Excerpts of location labeling data:
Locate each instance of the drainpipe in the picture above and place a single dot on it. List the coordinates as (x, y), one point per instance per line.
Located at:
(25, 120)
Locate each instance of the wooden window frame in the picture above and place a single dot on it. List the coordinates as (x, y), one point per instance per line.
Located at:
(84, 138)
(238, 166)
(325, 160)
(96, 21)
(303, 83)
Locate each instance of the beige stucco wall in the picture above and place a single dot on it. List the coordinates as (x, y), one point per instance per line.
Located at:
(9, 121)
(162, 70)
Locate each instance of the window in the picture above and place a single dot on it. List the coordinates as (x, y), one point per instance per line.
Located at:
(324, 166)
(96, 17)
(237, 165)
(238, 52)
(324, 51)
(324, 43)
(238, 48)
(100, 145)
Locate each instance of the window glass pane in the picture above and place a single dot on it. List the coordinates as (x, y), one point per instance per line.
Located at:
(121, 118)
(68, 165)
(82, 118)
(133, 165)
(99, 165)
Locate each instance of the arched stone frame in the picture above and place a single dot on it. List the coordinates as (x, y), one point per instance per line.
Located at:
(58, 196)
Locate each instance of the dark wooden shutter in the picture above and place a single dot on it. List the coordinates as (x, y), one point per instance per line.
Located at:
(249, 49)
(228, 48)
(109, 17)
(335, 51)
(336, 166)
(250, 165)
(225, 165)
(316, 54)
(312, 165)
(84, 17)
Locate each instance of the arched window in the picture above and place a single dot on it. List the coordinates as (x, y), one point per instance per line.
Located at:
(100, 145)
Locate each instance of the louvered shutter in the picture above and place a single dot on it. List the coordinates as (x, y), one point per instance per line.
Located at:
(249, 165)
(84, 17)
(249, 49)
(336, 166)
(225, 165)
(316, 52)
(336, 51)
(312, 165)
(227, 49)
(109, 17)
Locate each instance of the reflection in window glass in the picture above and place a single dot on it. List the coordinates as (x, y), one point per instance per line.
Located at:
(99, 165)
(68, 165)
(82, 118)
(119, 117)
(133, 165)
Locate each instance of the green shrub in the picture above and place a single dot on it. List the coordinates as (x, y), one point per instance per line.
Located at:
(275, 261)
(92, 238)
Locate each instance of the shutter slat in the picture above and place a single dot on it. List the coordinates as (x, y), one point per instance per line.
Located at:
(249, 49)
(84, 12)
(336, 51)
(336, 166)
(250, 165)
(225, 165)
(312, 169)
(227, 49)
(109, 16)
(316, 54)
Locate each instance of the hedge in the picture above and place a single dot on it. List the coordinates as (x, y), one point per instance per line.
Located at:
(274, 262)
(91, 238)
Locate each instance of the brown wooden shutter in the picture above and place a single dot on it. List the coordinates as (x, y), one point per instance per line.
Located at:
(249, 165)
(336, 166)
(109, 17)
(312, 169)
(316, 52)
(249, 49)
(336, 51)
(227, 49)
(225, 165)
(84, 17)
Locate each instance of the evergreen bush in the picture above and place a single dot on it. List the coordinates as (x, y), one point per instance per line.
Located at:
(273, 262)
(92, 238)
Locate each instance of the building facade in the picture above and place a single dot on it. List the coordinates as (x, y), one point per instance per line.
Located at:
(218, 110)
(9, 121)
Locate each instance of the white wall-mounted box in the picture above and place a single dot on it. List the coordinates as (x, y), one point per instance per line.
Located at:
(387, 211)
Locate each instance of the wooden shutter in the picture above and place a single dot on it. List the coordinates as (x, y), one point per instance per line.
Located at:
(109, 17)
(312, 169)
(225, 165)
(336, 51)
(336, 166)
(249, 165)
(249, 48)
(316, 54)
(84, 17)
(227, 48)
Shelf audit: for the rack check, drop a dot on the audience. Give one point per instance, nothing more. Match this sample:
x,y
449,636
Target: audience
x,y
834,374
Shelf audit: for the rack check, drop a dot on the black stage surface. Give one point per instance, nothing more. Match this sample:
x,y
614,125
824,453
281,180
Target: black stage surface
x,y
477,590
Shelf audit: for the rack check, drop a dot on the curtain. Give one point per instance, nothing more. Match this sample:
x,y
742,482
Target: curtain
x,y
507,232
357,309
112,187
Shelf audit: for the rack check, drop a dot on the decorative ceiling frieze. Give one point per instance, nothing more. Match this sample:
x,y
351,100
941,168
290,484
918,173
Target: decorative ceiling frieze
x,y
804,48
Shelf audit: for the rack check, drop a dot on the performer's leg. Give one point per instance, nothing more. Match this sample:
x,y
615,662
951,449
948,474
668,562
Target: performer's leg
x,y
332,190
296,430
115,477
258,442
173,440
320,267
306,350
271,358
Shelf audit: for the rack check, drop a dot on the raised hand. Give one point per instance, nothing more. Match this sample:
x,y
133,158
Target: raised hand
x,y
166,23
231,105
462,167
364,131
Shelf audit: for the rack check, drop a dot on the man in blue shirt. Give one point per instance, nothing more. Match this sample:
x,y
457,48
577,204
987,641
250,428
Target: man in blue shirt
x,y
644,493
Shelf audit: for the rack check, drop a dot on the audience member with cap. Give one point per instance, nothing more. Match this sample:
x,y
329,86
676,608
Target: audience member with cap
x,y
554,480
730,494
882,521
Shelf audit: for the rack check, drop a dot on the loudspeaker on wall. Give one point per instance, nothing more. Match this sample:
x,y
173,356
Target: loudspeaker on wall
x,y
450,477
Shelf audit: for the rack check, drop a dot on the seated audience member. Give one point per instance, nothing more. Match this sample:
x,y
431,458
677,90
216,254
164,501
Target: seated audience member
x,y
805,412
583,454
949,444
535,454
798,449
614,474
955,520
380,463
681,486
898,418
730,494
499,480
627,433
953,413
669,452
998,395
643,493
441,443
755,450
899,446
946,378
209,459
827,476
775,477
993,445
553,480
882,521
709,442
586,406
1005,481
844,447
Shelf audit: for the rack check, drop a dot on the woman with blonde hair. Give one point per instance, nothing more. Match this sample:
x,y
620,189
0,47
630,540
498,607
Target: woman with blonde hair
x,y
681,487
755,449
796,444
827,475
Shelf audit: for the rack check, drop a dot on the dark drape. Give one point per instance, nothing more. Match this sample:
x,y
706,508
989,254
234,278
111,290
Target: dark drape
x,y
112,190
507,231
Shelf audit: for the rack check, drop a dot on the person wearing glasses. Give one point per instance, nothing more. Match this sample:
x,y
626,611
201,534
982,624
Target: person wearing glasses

- Task to complete: Print out every entry, keeping each one exact.

- Response to the exercise:
Locate each instance of the drainpipe in the picture above and place a single dot on it. List the coordinates as (x, y), one point per instance per line.
Located at:
(25, 120)
Locate each instance of the wooden window frame in the picture above and place a single dot on it. List the coordinates as (x, y), one point per instance per line.
Located at:
(84, 138)
(238, 166)
(325, 160)
(96, 21)
(303, 83)
Locate each instance of the beige stucco wall in the picture above and place a single dot on it. List the coordinates as (x, y), one point per instance per line.
Located at:
(9, 121)
(162, 70)
Locate each instance of the window in the picture above and place a single dot on it. List the coordinates as (x, y), one point per instance per line.
Located at:
(324, 166)
(96, 17)
(237, 165)
(238, 52)
(324, 51)
(324, 43)
(238, 48)
(100, 145)
Locate each instance of the window glass pane in the picture above and place a single dot on it. List the coordinates as (x, y), one point per instance per line.
Located at:
(121, 118)
(68, 165)
(82, 118)
(133, 165)
(99, 165)
Locate each instance of the arched stone frame in the picture above and place a single dot on it. List the coordinates as (x, y), one point per instance per line.
Located at:
(58, 196)
Locate each instance of the dark wooden shutter in the picture above and place a single dot on it. List the coordinates as (x, y), one point per instance per line.
Located at:
(249, 49)
(228, 48)
(109, 17)
(335, 51)
(336, 166)
(250, 165)
(225, 165)
(316, 54)
(312, 165)
(84, 17)
Locate each instance of the arched window in the picture above and place a single dot on it. List the coordinates as (x, y), one point per instance per line.
Located at:
(100, 145)
Locate each instance of the louvered shutter in the picture above and place a single dot on it. List the coordinates as (x, y), one point per instance per line.
Located at:
(249, 165)
(84, 17)
(249, 49)
(336, 166)
(225, 165)
(316, 52)
(336, 51)
(312, 165)
(227, 49)
(109, 17)
Locate each instance of the reflection in window glass in the picture above and place a single dot on it. List the coordinates as (x, y), one point per instance per line.
Located at:
(99, 165)
(68, 165)
(82, 118)
(119, 117)
(133, 165)
Locate each instance of the green shrub in the picture above and place a single dot on it. List the coordinates as (x, y), one point per instance per line.
Located at:
(275, 261)
(92, 238)
Locate each instance of the shutter slat in the picture above and place a single dot on it. List the coordinates as (x, y), one point per instance per line.
Located at:
(249, 49)
(84, 12)
(336, 51)
(336, 166)
(250, 165)
(225, 165)
(312, 169)
(227, 49)
(109, 16)
(316, 54)
Locate each instance of the hedge in the picture above and place a single dot on it. List the coordinates as (x, y), one point per instance per line.
Located at:
(274, 262)
(91, 238)
Locate each instance of the brown wooden shutter in the picture above and place a single dot on it. List the coordinates as (x, y), one point per instance per line.
Located at:
(249, 165)
(336, 166)
(109, 17)
(312, 169)
(316, 52)
(249, 49)
(336, 51)
(227, 49)
(225, 165)
(84, 17)
Locate each instance of the evergreen bush in the picture above and place a single dot on it. List the coordinates as (x, y), one point per instance per line.
Located at:
(273, 262)
(92, 238)
Locate each instance of the building facade in the picture above and place a single dot on it. List the coordinates as (x, y), one point per instance per line.
Located at:
(218, 110)
(9, 121)
Locate each instance of the white wall-mounted box in the picture above and place a single dot on it. List the coordinates as (x, y), one point per instance per line.
Located at:
(387, 211)
Locate each instance of the wooden shutter in the picture above and place a single dot on it. List the coordinates as (x, y), one point per instance per line.
Located at:
(109, 17)
(312, 169)
(225, 165)
(336, 51)
(336, 166)
(249, 165)
(249, 48)
(316, 54)
(84, 17)
(227, 48)
Shelf audit: for the rack check, drop a dot on the audience. Give one point per instance, nothing more. Match this sample:
x,y
449,636
Target: audience
x,y
834,374
Shelf audit: for the rack check, drop a dot on the black stage surface. Give one point per instance, nothing more. Match this sample:
x,y
614,125
824,453
281,180
Target: black stage surface
x,y
477,590
Shelf audit: for the rack check, drop a dot on the curtain. Give one point per instance, nothing more. Match this sample:
x,y
742,482
Target: curtain
x,y
507,232
357,309
112,187
Shelf audit: for the rack check, drop a dot on the decorative ceiling frieze. Give one point per instance, nothing more. Match this sample:
x,y
351,100
941,168
290,484
918,173
Target: decorative ceiling frieze
x,y
804,48
Shelf audit: for the rack check, drop a dot on the performer's leg. Give one point per instance, nothing more. Match this sample:
x,y
615,662
951,449
948,474
668,562
Target: performer's leg
x,y
332,190
296,430
115,477
258,442
173,440
320,267
306,350
271,358
Shelf audit: for the rack check, drop a dot on the raised hand. Give one point per instance, nothing more. Match this sample:
x,y
133,158
Target: raised hand
x,y
166,23
231,105
462,167
364,131
Shelf audit: for the rack check, drop a dot on the man in blue shirt. Give one point per instance, nothing more. Match this sample:
x,y
457,48
577,204
987,641
250,428
Target: man in blue shirt
x,y
644,493
Shelf audit: for the rack check, drop a dot on the audience member with cap. Give one point per instance, nothing more. Match this sample:
x,y
329,86
676,608
Target: audience member with cap
x,y
554,480
730,494
882,521
Shelf audit: for the rack check, drop a dot on the loudspeaker on wall. Give one point per instance, nothing more. Match this sample:
x,y
173,356
Target: loudspeaker on wall
x,y
450,477
Shelf audit: for the rack check, drop a dot on the seated audience member. Give one point per instance, nothing more. Match this sample:
x,y
431,458
677,90
216,254
164,501
Target: seated audience member
x,y
805,412
583,454
949,444
535,454
798,449
614,474
955,520
380,463
681,486
898,418
730,494
499,480
627,433
953,413
669,452
998,395
643,493
441,443
755,450
899,446
946,378
209,459
827,476
775,477
993,445
553,480
882,521
709,442
586,406
1005,481
844,447
Shelf audit: for the rack check, drop a dot on the woman with blonde hair. Give one point per instance, nothing more. Match this sample:
x,y
620,189
0,47
630,540
498,607
Target: woman with blonde hair
x,y
681,487
755,449
796,444
827,475
Shelf audit: for the rack check, drop a dot on the dark drape. Give one point per instance, nothing more. Match this sample:
x,y
706,508
989,254
234,278
111,290
Target: dark drape
x,y
112,190
507,231
Shelf audit: for the rack check, drop a dot on the person wearing glasses. Give one point per instance, nothing more. Match this sample:
x,y
626,611
201,534
982,624
Target: person wearing glasses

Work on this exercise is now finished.